DIRECTION 1 – In the chapter abstract on Russian family law, in what year was the Family Code of the Russian Federation adopted?
## BEGIN PROVIDED PASSAGE
Book Title: European Family Law Volume II

Editor(s): Scherpe, M. Jens

Publisher: Edward Elgar Publishing

ISBN (hard cover): 9781785363023

Section: Chapter 10

Section Title: The changing concept of ‘family’ and challenges for family law in Russia

Author(s): Khazova, Olga

Number of pages: 23

Abstract/Description:

The main source of Russian family law is the Family Code of the Russian Federation. It was adopted in 1995 in the course of the comprehensive reform of Russian law that followed the breakdown of the Soviet Union. Although the Family Code introduced significant changes into a wide spectrum of family law issues, it was not as radical a departure from the previous law as one might have expected given the period of its promulgation. One of the principal explanations for this was that Soviet family law was relatively liberal when compared with family law in Western countries in the same period. According to Goldman the first Soviet Family Code (adopted a year after the 1917 Revolution) ‘constituted nothing less than the most progressive family legislation the world had ever seen’. Shortly after, in 1926, even extramarital relations were legalised. Many of the legal provisions enacted during the first post-revolutionary years served as a basis for further family legislation and, as will be shown in this chapter, survived through the whole Soviet period and were included in the post-Soviet Family Code 1995.
## END PROVIDED PASSAGE
DIRECTION 2 – Return each line of the rows that contains the string "jacket". Case counts.
## BEGIN SUPPLIED DATA
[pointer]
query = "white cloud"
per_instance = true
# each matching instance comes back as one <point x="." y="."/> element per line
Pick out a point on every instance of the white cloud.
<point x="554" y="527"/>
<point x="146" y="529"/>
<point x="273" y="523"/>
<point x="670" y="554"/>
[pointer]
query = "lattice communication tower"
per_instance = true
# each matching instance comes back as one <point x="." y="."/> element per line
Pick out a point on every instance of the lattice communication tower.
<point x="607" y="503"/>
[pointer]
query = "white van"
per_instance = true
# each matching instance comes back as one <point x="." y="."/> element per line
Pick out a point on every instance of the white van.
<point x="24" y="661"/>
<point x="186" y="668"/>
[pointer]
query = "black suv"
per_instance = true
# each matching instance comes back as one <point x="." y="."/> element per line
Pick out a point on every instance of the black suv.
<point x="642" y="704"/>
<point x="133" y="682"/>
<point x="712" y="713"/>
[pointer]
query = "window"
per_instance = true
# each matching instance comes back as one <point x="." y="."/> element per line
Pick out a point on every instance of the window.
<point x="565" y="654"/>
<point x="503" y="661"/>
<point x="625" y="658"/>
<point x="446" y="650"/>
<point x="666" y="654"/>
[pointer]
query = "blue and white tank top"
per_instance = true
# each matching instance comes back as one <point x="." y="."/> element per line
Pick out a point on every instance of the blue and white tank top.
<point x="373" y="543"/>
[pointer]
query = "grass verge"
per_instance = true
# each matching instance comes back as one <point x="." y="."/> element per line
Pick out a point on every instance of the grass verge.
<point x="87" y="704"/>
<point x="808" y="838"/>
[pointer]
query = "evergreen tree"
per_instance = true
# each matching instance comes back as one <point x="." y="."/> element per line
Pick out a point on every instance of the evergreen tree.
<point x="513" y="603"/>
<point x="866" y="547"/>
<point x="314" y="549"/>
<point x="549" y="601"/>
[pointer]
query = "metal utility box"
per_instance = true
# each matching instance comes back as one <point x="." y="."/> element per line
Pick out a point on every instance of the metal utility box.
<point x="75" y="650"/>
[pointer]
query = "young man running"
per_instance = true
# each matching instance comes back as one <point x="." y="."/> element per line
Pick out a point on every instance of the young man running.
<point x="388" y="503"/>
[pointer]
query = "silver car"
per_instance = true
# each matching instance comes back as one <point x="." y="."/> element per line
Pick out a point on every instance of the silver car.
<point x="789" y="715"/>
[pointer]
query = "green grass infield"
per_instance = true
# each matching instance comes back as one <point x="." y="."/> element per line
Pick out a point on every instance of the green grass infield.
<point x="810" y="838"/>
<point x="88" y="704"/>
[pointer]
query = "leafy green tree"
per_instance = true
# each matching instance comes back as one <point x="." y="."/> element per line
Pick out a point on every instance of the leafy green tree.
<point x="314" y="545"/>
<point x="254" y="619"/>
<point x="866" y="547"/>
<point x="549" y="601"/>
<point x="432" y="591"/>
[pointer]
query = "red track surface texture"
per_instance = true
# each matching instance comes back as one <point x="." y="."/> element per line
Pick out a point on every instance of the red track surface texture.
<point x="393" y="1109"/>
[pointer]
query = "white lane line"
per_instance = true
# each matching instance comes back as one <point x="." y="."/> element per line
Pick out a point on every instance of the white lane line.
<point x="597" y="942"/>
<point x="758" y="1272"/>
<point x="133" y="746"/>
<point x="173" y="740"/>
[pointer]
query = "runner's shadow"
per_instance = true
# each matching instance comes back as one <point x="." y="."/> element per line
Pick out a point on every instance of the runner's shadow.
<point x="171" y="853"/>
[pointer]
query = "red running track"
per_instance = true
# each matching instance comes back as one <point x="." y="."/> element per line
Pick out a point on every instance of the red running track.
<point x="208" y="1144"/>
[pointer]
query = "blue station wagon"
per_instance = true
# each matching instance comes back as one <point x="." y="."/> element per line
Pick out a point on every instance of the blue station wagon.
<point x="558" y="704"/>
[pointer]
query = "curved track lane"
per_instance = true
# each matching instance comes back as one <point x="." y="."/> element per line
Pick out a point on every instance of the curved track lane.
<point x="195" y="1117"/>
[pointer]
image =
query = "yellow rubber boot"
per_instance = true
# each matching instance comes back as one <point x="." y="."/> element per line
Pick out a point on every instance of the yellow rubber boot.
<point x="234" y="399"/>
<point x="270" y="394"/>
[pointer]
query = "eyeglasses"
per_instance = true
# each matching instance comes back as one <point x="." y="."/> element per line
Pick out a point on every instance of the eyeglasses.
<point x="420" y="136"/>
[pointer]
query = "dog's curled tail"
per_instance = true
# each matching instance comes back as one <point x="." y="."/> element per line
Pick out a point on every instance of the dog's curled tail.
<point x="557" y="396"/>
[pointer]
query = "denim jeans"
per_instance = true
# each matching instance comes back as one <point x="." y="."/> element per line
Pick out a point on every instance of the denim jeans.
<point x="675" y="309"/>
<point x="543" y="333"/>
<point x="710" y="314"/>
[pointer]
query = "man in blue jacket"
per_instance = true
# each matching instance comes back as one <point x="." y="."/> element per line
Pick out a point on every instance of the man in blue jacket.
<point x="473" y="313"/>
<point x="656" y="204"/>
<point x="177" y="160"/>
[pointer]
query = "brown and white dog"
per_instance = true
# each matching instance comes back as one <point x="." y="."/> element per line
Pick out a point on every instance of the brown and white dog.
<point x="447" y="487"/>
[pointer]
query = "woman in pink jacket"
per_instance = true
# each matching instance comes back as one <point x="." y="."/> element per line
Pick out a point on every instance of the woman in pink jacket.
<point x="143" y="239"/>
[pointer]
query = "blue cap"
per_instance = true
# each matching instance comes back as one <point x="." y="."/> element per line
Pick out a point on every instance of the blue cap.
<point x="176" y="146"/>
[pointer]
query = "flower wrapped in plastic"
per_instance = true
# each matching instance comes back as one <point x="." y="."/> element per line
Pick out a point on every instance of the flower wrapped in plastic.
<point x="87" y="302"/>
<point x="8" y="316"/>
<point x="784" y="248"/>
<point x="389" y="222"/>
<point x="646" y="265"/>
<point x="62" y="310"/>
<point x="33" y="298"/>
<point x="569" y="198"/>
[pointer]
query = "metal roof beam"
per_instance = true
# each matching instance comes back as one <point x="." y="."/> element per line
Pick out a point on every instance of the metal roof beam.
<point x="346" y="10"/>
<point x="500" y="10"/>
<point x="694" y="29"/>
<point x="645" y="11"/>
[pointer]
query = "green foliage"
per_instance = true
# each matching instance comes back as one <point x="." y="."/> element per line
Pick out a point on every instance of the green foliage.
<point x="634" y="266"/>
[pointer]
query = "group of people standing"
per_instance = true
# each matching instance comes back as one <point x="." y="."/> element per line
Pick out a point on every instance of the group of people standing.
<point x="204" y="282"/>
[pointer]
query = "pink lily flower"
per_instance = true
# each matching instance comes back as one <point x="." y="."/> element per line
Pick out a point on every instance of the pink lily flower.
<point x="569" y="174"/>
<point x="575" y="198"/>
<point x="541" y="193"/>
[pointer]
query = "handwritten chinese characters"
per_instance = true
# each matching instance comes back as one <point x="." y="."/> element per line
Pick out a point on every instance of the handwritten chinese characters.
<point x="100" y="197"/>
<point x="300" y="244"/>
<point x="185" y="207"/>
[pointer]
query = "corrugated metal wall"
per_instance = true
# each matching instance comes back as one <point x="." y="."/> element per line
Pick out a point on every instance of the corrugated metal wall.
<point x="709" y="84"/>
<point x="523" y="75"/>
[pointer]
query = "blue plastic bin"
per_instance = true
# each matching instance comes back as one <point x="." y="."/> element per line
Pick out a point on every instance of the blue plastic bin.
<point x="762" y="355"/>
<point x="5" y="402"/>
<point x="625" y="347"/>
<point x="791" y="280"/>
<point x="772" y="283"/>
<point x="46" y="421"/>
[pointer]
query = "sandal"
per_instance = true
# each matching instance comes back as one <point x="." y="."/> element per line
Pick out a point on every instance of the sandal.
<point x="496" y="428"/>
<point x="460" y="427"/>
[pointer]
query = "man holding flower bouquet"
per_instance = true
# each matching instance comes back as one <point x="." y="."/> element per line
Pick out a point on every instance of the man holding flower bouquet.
## END SUPPLIED DATA
EXERCISE OUTPUT 1 – 1995

EXERCISE OUTPUT 2 –
query = "man in blue jacket"
Pick out a point on every instance of the man in blue jacket.
query = "woman in pink jacket"
Pick out a point on every instance of the woman in pink jacket.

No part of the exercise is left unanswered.